**提示文**
-------------------------
会期:2011/07/14~2011/09/25

東京都庭園美術館[東京都]

エルミタージュ美術館に収蔵されているヨーロッパ・ガラス工芸の優品190点を展示する。コレクションは15世紀ヴェネツィアの作品から始まり、ボヘミア、イギリス、スペイン、フランス、ロシアなど各地の製品を網羅し、ヨーロッパにおけるガラス工芸の歴史を俯瞰する構成になっている。ヴェネツィアやフランスのガラス工芸を見る機会は多いが、今回の展覧会ではロシア帝室ガラス工場(1777年創設、1792年国有化)の作品を含め、これまで日本では体系的に紹介されることがなかったロシアのガラス芸術を見ることができる。充実したコレクションであり、サントリー美術館の「あこがれのヴェネチア・グラス」展(2011年8月10日~10月10日)と併せて見ると、ヨーロッパにおけるガラス工芸の発展をより深く知ることができると思う。
-------------------------
**課題**
提示文のうち、「東京都庭園美術館[東京都]」で始まり「深く知ることができると思う。」で終わる範囲を、一字も改めずに書き出してください。

**資料抜粋**
-------------------------
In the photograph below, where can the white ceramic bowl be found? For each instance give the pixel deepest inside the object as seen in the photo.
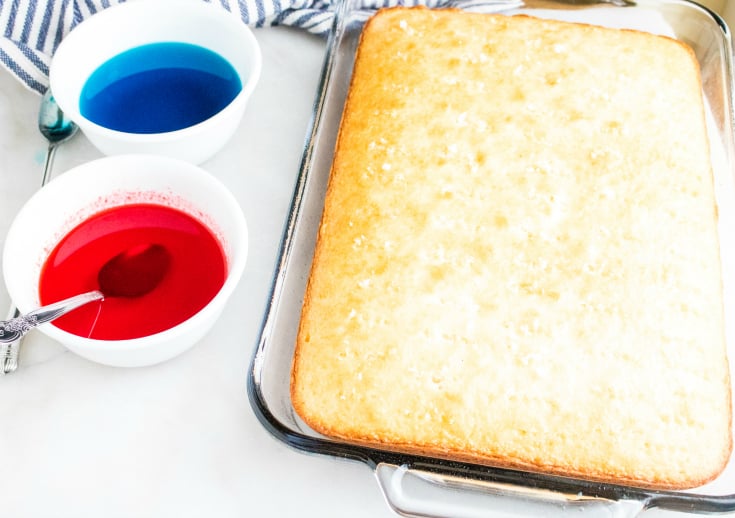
-------------------------
**解答**
東京都庭園美術館[東京都]

エルミタージュ美術館に収蔵されているヨーロッパ・ガラス工芸の優品190点を展示する。コレクションは15世紀ヴェネツィアの作品から始まり、ボヘミア、イギリス、スペイン、フランス、ロシアなど各地の製品を網羅し、ヨーロッパにおけるガラス工芸の歴史を俯瞰する構成になっている。ヴェネツィアやフランスのガラス工芸を見る機会は多いが、今回の展覧会ではロシア帝室ガラス工場(1777年創設、1792年国有化)の作品を含め、これまで日本では体系的に紹介されることがなかったロシアのガラス芸術を見ることができる。充実したコレクションであり、サントリー美術館の「あこがれのヴェネチア・グラス」展(2011年8月10日~10月10日)と併せて見ると、ヨーロッパにおけるガラス工芸の発展をより深く知ることができると思う。